* [理解度チェック]
**a.** 靖国神社参拝についての文章を読んで、次の問いに答えてください。
(i) 御厨氏の論説は、何月何日付のどの新聞の何面に掲載されましたか。
(ii) 独立を果たした後、日本国民は国会で何を行いましたか。
(iii) 仏教徒として多くの日本国民に染みついている教えは何ですか。
**b.** 靖国神社参拝についての文章を、最後の文の後から書き継いでください。

* [読解文]
☆ ☆ ☆ ☆

御厨氏の「靖国神社参拝は日米関係を冷え込ませる」に、だからどうなの。

 6/21付の読売新聞4面に掲載している御厨氏の論説には賛成できない。安易に政府要人が靖国神社に参拝することは戦線のABCD包囲網と同じように、米中韓包囲網が形成されて、日本が再び苦境に陥る可能性があると牽制している。また、靖国参拝は米国のアーリントン墓地参拝とは異質なものだとの論理「南軍も北軍の兵士も埋葬されているが、参拝する者に奴隷制度を認める者はいない」という推認の範囲でしかない断定には正直驚かされた。


 アーリントン墓地に参拝する人たちがどのような考えを持っているかは問題にしてはならないだろう。なぜならそれらはすべて推測の範囲を超えないからだ。


 それなら御厨氏は靖国神社参拝者は先の大戦を容認している人たちばかりだとでも思っているのだろうか。それこそ飛んでもない決め付けだと云わざるを得ない。


 


 靖国神社参拝は米国に不快感をもたらすだろう、というのは論理として理解できる。米国は日本が再び国際社会で発言力を増して主導的立場に立つことを恐れている。そうしないための日本国憲法であり、人類史上最悪の東京裁判だった。


 A級戦犯としてあらゆる名誉を剥奪し、全人類のみならず日本国民への犯罪者だと決めつける手続きとして勝手に事後法を作って裁いたのが「東京裁判」だ。だから永遠に日本国民はA級戦犯を生み出した国民として反省の日々を送らなければならないと米国は懲らしめた、はずだった。しかしサンフランス条約により独立を果たすや、日本国民は国会で全会一致に近い賛成でA級戦犯の名誉回復決議を行った。それは戦前・戦中の世界を生き抜いてきた日本国民の多くが生存していたため、自分たちの先人に対する不当な戦勝国による思いあがった決めつけを跳ね返す決議でもあった。しかも殆どの日本国民には仏教徒として「死者はすべて仏となる」との教えが染みついている。死者に鞭打つことをしてはならない、というのは日本国民の常識だ。

☆ ☆ ☆ ☆

[元データ]
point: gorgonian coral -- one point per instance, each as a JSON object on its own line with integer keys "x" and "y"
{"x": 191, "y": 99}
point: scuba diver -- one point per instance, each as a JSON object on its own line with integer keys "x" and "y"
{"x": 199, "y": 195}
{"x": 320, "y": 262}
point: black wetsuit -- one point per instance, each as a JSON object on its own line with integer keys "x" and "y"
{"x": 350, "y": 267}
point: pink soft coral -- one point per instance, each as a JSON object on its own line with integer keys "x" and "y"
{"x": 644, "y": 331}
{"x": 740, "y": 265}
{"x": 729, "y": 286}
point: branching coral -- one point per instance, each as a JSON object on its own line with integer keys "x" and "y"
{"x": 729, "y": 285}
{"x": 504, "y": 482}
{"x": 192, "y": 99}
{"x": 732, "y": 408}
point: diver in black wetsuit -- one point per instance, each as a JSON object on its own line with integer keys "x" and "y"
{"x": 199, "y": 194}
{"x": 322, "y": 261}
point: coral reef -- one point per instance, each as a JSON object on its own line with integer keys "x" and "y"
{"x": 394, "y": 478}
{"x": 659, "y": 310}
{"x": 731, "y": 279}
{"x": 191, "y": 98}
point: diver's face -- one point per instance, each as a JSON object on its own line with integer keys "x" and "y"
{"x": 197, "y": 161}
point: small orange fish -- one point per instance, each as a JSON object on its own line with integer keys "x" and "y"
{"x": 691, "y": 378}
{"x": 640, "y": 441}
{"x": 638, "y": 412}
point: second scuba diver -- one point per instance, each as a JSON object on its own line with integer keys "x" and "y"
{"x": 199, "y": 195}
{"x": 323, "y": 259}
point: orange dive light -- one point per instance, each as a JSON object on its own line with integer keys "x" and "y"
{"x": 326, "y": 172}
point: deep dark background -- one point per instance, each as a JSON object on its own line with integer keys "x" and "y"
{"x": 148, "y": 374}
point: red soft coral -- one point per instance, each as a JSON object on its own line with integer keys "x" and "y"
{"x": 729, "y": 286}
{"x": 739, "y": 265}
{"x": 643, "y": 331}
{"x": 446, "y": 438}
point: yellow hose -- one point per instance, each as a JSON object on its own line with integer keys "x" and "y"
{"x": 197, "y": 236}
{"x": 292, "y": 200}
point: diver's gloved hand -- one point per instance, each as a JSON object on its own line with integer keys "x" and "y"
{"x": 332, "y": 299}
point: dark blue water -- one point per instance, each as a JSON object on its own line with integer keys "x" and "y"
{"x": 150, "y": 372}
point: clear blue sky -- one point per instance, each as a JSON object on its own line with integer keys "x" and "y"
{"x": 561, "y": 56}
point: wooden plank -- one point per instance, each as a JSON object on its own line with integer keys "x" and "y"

☆ ☆ ☆ ☆

* [練習問題の解答]
**a.**
(i) 6月21日付の読売新聞4面です。
(ii) 全会一致に近い賛成で、A級戦犯の名誉回復決議を行いました。
(iii) 「死者はすべて仏となる」という教えです。

**b.**
 


 米中韓の包囲網が出来るだろうとは妄想も甚だしい。米国と中国とは日本に対して利益を共有していない。かつてのABCD諸国のように日本を包囲して米国は日本に何を要求するというのだろうか。中国は日本の領土と金融資産と科学技術を絞り取れば良いだけだろう。韓国は日本に対して何を要求するというのだろうか。


 かつてのABCDラインは欧米諸国がアジアに築いた権益を守るには黄色人種国家の日本が力をつけて来たのが腹立たしかったに過ぎない。日本が朝鮮半島や台湾に対して行っていた「併合政策」は欧米がアジア諸国に対して行っていた「植民地政策」とは大きくかけ離れたもので、その実態が彼らの植民地住民に知られることは植民地政策の破綻を招きかねない危険なものだった。だから日本を叩き潰す必要があって、ABCDは協力して日本を包囲し経済封鎖したのだ。そして日本を破滅的な大戦へと突き落としたのだ。日本だけを戦犯として裁いた東京裁判は公平性を欠いているのは明らかだ。それに非を鳴らさないいかなる論評も読むに値しない。


 


 御厨氏は安倍首相の「侵略の定義」発言にも苦言を呈しているが、臭いものに蓋をするのではなく、堂々と国際社会に問い掛けるべき問題ではないだろうか。中国がアフリカ諸国に対して行っている経済援助は経済侵略ではないのか、といった観点からも、侵略とは何かを明確にしておくべきだ。


 戦後日本は臭いモノに蓋をし過ぎて来た。それに対して臭くもないモノを論って周辺近隣諸国に媚びる反日マスメディアの暗躍する素地を醸成してしまった。今も大きな顔をして新聞を発行しているのみならず、テレビ放送のネットワークまでも支配している反日マスメディアは日本国民世論を惑わし続けている。


 どの国もその国の国益のために動いている、という単純明快な事実をなぜ説明しないのだろうか。米国が日本政府要人の靖国参拝に不快感を示すとしたら、その原因は何かを日本国民に説明しなければならない。GHQが徹底して日本国民に刷り込んだ「日本国民悪人説」の呪縛が解けかかっているのに米国は焦っている。再び日本国民に「日本国民悪人説」の呪縛を掛け直すにはどうすれば良いか、米国は戦略を練っている。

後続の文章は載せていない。